Projects

4 min read

ATS: Adaptive Template Systems

The use of persistent homology to aid in machine learning is one of the main applications of applied topology to data science. One of the biggest challenges in this area arises when looking for a reliable and robust method to extract features from persistent diagrams. Different approaches have been taken to answer to this need, one of them in the form of Template Functions. These are continuous real-valued compactly supported functions on $W := \lbrace \left( x_1,x_2 \right) \in \mathbb{R}^2 \vert 0 \leq x_1 < x_2 \rbrace$, which when integrated against persistence measures (whereby a diagram is replaced by a sum of Dirac deltas) yields a continuous functions on $\mathcal{D}$, the space of persistent diagram.

The same work shows that one can construct countable families of template functions, or template systems, which in turn give rise to dense subsets of $C(\mathcal{D},\mathbb{R})$ with respect to the compact-open topology. As well as provides theoretical means to use such template systems to generate polynomial features for supervised machine learning problems on persistent diagrams.

* [Using the information]
(1) Reproduce, word for word, the stretch of the passage on adaptive template systems from "The use of persistent" through "of persistent diagram.".
(2) Resume the passage on adaptive template systems, continuing it from the end of its final sentence.

* [Record excerpts]
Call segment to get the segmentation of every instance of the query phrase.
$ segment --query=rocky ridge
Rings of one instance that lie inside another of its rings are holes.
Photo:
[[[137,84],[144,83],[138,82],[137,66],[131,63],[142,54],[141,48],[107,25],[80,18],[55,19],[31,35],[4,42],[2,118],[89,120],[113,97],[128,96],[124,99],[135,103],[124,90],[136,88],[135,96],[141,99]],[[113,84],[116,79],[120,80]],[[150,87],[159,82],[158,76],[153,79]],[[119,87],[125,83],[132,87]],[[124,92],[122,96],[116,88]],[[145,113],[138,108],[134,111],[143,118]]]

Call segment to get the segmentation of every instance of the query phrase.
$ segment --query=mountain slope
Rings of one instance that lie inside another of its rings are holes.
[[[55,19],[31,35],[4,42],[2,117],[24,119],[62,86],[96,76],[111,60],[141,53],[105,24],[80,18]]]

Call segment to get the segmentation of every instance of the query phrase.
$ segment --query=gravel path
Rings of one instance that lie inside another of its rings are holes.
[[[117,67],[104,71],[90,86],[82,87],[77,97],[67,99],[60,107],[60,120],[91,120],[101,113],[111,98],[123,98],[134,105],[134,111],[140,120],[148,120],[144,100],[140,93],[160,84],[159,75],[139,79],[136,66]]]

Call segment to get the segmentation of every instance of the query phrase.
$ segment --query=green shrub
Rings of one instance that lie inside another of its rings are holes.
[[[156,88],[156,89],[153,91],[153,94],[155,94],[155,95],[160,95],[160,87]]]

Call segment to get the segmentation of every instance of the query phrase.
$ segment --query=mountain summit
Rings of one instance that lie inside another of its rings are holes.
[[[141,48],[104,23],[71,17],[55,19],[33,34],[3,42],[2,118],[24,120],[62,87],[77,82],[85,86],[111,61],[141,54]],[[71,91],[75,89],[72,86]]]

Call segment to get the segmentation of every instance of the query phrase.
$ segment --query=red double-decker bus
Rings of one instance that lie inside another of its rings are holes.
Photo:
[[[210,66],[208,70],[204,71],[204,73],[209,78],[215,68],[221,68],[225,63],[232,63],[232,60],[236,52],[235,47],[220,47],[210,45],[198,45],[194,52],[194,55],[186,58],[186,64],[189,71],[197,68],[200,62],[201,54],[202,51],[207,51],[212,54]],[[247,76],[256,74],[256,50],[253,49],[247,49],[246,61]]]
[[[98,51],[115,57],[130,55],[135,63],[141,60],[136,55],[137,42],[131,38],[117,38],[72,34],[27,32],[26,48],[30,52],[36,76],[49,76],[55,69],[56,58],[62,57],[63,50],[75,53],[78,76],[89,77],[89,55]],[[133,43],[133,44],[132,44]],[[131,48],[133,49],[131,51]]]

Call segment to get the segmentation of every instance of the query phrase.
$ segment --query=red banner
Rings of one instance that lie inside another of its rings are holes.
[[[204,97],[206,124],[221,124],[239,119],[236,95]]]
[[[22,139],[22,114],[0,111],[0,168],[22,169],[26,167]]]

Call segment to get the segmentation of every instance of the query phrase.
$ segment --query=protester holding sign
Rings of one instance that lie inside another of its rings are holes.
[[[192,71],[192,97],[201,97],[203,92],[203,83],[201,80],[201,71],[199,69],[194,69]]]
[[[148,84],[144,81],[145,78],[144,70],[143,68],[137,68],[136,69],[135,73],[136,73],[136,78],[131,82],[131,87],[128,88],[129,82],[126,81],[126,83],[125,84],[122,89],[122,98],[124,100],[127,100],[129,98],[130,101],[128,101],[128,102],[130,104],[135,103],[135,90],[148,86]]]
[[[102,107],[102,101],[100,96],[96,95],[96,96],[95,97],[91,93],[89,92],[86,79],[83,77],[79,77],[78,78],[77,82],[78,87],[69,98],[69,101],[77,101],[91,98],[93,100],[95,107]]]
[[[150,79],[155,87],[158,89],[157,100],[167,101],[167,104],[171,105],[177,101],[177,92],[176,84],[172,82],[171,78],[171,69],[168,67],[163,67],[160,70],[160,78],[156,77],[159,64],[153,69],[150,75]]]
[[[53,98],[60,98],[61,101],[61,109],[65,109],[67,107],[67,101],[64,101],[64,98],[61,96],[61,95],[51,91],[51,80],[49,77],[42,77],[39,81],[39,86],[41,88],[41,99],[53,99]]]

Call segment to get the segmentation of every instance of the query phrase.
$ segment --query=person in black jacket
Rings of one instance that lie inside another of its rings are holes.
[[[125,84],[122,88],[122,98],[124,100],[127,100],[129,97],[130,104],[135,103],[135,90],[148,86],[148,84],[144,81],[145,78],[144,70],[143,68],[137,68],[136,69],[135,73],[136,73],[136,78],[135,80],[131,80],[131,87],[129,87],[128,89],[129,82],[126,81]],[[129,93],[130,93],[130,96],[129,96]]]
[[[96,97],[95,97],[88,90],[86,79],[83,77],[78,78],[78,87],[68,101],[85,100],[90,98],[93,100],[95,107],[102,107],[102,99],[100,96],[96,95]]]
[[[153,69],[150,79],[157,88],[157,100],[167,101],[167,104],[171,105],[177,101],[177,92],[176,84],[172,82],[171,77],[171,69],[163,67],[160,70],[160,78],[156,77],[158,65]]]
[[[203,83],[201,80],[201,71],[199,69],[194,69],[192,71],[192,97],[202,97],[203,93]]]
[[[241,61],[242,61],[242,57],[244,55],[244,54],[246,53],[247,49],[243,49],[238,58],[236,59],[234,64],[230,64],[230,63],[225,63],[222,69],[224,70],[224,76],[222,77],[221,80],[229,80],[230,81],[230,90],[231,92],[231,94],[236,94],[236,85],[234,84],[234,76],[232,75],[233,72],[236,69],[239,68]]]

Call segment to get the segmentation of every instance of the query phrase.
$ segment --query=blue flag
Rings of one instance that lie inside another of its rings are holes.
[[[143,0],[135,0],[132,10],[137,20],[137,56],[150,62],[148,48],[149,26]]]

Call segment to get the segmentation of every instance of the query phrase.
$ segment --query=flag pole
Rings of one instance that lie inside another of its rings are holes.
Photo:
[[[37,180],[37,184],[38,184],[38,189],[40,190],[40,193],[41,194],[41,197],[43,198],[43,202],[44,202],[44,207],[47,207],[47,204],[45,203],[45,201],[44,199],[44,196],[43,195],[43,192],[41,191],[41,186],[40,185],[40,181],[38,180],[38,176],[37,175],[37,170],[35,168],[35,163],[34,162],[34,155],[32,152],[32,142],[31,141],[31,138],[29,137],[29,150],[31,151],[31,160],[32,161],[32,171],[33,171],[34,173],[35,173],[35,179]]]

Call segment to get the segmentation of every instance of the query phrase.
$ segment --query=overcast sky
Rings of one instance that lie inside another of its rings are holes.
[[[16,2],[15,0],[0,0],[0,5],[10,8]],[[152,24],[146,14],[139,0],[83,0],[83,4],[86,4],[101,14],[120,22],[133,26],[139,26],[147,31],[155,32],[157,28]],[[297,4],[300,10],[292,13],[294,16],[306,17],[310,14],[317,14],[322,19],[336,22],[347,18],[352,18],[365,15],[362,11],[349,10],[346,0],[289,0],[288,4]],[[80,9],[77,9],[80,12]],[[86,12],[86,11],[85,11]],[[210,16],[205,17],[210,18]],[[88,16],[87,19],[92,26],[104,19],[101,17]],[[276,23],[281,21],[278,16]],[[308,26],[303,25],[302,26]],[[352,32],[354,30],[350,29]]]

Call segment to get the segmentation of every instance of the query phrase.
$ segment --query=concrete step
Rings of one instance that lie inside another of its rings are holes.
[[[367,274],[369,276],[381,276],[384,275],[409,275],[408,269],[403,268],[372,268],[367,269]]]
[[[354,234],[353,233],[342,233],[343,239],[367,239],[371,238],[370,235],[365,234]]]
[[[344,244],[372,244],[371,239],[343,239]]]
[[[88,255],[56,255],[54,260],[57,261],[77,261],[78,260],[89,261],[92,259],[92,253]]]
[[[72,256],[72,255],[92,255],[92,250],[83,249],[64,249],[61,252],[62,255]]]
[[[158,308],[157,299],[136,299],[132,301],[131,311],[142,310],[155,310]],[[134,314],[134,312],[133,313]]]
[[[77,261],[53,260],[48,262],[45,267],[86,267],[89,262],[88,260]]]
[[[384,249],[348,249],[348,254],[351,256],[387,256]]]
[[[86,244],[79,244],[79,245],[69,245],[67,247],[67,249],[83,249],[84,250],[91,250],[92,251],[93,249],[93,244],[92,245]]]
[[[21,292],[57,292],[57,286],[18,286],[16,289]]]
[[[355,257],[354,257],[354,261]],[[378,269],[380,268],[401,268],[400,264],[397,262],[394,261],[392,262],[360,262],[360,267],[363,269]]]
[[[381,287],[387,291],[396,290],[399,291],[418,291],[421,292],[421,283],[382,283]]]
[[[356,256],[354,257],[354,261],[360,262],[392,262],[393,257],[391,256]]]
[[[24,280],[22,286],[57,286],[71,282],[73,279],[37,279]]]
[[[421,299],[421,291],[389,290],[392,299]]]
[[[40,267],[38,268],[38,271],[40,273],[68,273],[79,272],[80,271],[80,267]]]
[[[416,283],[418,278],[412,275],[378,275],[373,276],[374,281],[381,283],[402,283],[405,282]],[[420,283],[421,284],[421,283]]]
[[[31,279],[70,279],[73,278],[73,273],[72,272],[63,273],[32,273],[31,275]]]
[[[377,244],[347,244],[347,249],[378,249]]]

* [Answers provided]
(1)
The use of persistent homology to aid in machine learning is one of the main applications of applied topology to data science. One of the biggest challenges in this area arises when looking for a reliable and robust method to extract features from persistent diagrams. Different approaches have been taken to answer to this need, one of them in the form of Template Functions. These are continuous real-valued compactly supported functions on $W := \lbrace \left( x_1,x_2 \right) \in \mathbb{R}^2 \vert 0 \leq x_1 < x_2 \rbrace$, which when integrated against persistence measures (whereby a diagram is replaced by a sum of Dirac deltas) yields a continuous functions on $\mathcal{D}$, the space of persistent diagram.

(2)
Our contribution consist of a reliable methodology to produce template systems that are attuned (adaptive) to the input data set and the specific supervised learning problem (Polanco & Perea 18th IEEE ICMLA, 2019). We tested our approach in synthetic data sets, benchmark data sets like the shape classification problem in SHREC14 and real applications like protein classification, obtaining comparable or better classification results than the state of the art.

It is of important notice that when working on protein classification problems, the state of the art consisted of handpicked features, while our methodology provides an automated process for feature extraction. The implementation for our adaptive template systems can be found in Github for every one to access and replicate our results.

Lens coordinates

One of the main problem in Topological Data Analysis is how to use topological signatures like persistent cohomology to help parametrize spaces underlying a given data set. This question becomes relevant whenever nonlinear dimensionality reduction is a factor to take into consideration since the presence of nontrivial topology features like loops, voids, non-orientability, torsion, et. can prevent accurate descriptions with low-dimensional Euclidean coordinates.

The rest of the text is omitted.